■ Your objective
In the entries from the line with "Teacher note: indicate the green lawn" through the end of the entries, substitute "Instructor note" for "Teacher note" and leave everything else unchanged. Return only those lines.

[Coordinate annotation entries]

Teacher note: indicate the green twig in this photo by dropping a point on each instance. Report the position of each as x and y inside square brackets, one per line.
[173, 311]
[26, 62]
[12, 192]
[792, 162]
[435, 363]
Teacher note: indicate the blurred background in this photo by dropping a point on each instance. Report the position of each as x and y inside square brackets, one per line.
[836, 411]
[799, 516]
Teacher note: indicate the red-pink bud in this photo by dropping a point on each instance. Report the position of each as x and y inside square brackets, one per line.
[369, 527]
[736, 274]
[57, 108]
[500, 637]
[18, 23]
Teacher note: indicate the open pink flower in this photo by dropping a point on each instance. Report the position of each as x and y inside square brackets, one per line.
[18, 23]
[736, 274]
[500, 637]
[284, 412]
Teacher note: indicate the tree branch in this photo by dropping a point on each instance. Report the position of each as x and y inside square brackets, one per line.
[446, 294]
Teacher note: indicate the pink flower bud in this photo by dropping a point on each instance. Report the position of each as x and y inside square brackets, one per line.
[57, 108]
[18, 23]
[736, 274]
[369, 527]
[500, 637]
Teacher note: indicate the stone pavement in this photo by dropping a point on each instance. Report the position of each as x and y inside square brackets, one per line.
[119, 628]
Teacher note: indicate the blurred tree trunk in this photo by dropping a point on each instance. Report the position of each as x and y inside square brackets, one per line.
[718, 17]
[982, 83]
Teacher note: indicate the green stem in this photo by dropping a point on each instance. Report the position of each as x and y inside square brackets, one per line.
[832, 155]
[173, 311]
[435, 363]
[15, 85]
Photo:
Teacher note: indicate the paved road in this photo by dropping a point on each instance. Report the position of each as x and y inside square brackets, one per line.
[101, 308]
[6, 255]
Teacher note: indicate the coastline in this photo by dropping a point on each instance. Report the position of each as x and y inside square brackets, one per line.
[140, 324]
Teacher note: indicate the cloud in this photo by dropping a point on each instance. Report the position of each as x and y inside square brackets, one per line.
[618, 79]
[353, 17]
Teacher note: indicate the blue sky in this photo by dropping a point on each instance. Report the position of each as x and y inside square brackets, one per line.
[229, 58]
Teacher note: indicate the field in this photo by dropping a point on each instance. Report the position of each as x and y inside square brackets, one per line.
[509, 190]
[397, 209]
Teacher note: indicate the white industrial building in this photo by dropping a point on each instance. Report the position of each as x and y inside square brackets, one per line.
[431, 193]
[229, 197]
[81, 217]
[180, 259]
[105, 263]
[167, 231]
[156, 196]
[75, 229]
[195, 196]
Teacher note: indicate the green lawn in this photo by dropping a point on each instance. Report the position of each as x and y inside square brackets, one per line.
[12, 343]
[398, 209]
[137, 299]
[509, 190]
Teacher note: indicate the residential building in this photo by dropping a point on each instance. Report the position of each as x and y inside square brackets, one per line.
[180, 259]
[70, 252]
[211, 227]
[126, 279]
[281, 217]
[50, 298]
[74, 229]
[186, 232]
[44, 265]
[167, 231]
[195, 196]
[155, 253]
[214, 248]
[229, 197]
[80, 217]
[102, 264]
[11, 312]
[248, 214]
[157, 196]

■ Correct response
Instructor note: indicate the green lawn in this photo by dropping a point on each instance. Report the position of each as x and y inside square brackets, one per line.
[12, 343]
[398, 209]
[137, 299]
[509, 190]
Instructor note: indicate the residential building in this photo by dropping a point on each instance. Report the position of each as x and y inside square brackets, one per line.
[180, 259]
[70, 252]
[211, 227]
[126, 279]
[281, 217]
[50, 298]
[74, 229]
[186, 232]
[44, 265]
[167, 231]
[195, 196]
[155, 253]
[214, 248]
[229, 197]
[80, 217]
[102, 264]
[11, 312]
[248, 214]
[157, 196]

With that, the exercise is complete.